#### Required work:
Filter the lines below and copy each one that contains the word "building". Case counts, so match that exact capitalization.
___ Record set ___
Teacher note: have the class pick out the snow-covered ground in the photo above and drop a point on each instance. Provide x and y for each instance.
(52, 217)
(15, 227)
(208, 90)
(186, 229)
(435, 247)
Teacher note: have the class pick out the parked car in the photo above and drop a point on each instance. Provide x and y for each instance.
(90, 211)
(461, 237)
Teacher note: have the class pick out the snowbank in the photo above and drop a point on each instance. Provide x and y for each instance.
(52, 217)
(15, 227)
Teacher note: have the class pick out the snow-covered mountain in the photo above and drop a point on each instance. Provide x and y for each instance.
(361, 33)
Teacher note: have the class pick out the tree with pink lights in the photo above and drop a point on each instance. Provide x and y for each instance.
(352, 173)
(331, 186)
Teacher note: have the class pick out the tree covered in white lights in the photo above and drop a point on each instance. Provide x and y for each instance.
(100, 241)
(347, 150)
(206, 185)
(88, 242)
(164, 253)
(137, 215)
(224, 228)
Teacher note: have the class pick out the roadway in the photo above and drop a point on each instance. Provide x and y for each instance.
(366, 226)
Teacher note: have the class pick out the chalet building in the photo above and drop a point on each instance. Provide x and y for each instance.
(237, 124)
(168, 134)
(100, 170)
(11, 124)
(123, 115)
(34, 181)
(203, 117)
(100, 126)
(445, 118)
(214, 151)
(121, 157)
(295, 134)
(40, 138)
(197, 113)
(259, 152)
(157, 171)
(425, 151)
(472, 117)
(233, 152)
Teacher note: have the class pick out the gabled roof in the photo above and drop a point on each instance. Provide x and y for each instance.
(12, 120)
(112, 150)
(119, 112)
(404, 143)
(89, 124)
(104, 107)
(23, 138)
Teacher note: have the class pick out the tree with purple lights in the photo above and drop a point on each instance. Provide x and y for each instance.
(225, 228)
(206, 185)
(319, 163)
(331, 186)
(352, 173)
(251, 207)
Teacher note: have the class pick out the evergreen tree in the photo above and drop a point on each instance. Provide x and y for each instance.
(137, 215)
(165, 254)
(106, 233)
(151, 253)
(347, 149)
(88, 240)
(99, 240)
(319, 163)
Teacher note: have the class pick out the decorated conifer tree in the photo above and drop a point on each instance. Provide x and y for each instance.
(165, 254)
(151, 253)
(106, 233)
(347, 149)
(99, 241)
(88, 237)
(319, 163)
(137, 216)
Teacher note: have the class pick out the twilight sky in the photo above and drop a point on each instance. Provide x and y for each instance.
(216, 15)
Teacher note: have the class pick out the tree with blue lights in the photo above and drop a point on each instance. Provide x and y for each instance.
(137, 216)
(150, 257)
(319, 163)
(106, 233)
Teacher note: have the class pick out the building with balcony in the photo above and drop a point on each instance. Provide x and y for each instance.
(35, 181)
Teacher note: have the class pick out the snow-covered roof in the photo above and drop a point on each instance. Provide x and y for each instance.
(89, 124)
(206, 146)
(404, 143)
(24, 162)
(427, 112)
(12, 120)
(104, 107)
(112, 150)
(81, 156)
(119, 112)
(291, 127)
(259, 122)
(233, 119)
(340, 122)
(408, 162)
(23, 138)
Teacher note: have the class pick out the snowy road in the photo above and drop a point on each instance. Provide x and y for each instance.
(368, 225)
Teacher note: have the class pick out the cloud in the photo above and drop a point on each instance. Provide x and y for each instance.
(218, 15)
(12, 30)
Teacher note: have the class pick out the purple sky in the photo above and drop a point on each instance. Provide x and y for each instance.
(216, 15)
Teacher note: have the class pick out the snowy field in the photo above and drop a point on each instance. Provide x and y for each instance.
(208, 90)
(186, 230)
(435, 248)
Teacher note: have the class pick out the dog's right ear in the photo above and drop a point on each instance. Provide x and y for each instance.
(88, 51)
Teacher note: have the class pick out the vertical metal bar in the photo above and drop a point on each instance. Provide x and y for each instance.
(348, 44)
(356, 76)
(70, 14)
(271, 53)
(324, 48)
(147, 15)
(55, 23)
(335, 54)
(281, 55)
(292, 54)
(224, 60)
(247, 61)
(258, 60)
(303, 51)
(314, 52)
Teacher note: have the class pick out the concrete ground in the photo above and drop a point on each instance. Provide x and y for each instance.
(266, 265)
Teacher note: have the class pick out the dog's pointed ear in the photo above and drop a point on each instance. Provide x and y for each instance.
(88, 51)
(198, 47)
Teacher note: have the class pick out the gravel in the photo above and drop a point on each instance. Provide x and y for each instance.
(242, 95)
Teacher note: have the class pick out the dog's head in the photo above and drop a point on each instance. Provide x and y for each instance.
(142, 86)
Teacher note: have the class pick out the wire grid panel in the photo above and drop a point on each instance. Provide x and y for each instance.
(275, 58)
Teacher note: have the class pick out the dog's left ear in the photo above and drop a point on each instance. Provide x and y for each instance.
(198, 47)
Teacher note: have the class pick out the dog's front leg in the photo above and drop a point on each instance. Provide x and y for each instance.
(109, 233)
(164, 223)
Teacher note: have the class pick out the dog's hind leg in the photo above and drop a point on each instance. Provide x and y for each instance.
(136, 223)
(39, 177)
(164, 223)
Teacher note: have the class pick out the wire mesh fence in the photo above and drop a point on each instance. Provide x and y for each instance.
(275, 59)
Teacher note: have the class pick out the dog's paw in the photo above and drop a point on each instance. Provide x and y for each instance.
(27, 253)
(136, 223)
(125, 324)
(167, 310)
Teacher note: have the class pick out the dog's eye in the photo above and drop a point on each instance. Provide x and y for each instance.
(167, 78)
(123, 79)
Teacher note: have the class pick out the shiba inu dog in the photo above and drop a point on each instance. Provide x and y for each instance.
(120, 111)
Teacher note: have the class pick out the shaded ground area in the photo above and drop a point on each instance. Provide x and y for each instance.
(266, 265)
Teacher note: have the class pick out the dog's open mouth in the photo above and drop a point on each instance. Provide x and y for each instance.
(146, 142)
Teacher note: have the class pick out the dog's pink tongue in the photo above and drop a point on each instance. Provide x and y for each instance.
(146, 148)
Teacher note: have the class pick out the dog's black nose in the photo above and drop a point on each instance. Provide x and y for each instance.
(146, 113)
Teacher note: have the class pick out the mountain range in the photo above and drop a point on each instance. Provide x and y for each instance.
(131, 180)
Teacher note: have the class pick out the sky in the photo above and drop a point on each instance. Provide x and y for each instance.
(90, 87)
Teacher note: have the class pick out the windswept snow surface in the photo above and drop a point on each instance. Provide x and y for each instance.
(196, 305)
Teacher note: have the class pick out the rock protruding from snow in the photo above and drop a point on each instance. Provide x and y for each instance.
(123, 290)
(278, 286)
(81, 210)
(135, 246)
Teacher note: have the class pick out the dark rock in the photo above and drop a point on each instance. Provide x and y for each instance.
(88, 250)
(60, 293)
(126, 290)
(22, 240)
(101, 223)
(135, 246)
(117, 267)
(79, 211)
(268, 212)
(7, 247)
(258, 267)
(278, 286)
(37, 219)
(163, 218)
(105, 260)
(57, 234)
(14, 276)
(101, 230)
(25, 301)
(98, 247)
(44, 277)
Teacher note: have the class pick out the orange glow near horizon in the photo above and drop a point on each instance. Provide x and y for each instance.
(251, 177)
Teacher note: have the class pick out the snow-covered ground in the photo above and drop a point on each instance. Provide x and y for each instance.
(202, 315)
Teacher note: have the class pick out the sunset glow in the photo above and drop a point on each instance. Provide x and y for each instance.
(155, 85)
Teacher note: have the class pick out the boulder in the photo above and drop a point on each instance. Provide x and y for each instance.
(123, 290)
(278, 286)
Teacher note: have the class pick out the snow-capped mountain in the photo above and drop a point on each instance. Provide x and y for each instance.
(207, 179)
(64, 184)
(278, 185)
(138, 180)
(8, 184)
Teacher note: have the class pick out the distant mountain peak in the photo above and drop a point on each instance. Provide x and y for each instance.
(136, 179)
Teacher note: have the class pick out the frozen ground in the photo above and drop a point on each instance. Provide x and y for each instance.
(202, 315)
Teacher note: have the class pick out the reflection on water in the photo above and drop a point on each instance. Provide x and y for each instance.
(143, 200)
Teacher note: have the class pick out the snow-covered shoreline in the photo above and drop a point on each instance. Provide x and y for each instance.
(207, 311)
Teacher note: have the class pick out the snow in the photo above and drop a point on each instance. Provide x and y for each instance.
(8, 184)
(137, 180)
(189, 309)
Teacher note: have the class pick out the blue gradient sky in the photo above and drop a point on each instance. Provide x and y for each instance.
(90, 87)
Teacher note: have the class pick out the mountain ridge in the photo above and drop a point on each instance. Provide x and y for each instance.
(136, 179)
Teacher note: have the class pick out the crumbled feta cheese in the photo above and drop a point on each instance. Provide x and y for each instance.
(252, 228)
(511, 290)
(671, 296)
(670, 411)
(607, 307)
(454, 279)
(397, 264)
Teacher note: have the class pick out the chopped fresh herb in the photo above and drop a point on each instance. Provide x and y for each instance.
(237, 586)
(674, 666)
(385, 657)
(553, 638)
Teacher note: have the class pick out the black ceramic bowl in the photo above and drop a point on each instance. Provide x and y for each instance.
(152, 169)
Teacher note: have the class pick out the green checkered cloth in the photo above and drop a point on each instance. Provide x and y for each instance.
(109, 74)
___
___ Record set ___
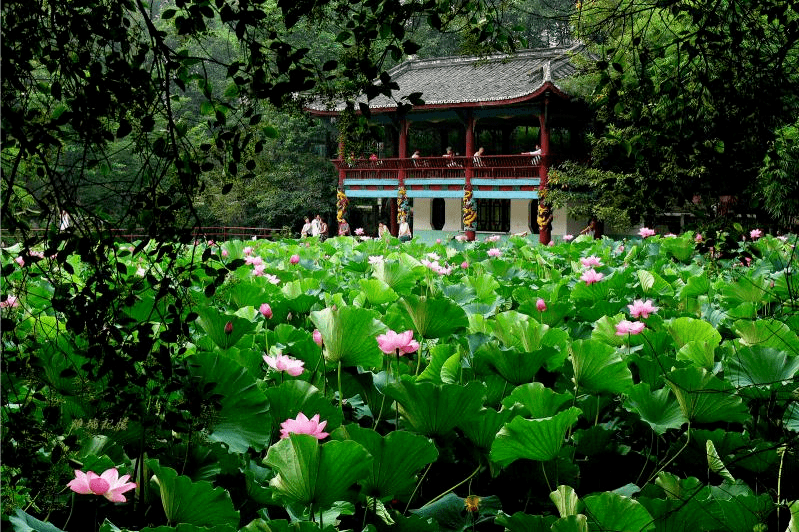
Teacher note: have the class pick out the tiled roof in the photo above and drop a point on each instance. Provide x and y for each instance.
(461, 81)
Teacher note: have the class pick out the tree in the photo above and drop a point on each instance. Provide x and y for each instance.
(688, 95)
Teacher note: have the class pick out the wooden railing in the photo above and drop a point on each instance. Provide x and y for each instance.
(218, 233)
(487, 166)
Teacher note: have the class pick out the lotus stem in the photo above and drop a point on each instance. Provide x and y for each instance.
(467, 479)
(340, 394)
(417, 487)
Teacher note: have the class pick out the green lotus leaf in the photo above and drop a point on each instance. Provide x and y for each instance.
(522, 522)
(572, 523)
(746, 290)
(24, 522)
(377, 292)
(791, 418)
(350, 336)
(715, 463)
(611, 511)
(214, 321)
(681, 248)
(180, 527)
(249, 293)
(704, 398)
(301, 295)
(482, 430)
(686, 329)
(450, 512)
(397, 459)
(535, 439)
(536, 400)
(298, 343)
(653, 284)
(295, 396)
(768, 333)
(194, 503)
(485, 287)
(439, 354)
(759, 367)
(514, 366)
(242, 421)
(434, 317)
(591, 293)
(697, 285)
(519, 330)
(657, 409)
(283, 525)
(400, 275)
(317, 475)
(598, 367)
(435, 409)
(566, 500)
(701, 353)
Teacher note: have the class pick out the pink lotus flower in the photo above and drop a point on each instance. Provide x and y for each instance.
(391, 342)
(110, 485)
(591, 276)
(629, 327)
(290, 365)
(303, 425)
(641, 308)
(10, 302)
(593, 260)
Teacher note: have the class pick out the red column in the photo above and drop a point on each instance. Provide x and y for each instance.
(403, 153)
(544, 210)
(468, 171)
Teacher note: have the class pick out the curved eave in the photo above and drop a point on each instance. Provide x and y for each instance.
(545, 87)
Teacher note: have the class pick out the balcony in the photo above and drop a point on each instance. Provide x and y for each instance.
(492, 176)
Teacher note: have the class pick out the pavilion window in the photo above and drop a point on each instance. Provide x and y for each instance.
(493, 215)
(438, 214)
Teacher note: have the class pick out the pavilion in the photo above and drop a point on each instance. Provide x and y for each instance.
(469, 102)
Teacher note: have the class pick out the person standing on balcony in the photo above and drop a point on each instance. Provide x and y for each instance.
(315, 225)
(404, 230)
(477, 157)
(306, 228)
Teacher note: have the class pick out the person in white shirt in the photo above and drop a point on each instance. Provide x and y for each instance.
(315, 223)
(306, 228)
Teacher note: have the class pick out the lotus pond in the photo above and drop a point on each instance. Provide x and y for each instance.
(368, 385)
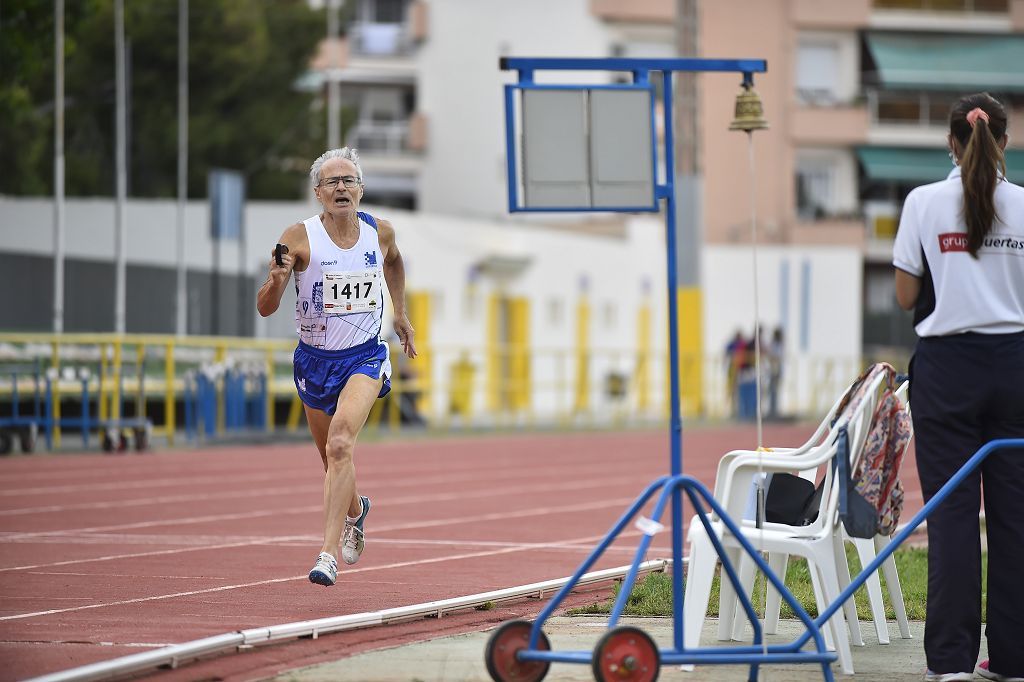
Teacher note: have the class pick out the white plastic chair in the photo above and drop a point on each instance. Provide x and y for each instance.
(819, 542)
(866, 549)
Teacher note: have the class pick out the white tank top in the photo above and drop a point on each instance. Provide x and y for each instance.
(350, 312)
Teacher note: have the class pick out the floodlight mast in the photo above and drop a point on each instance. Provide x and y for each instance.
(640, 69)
___
#### Exercise result:
Teacher note: have the class pick out the chalet building in the photo above and drop a point on each instance. Provide x and y for each instance.
Teacher note: have the class pick out the building with balcony in the photo above and drop a point on each instance. Provide x and y for each instance.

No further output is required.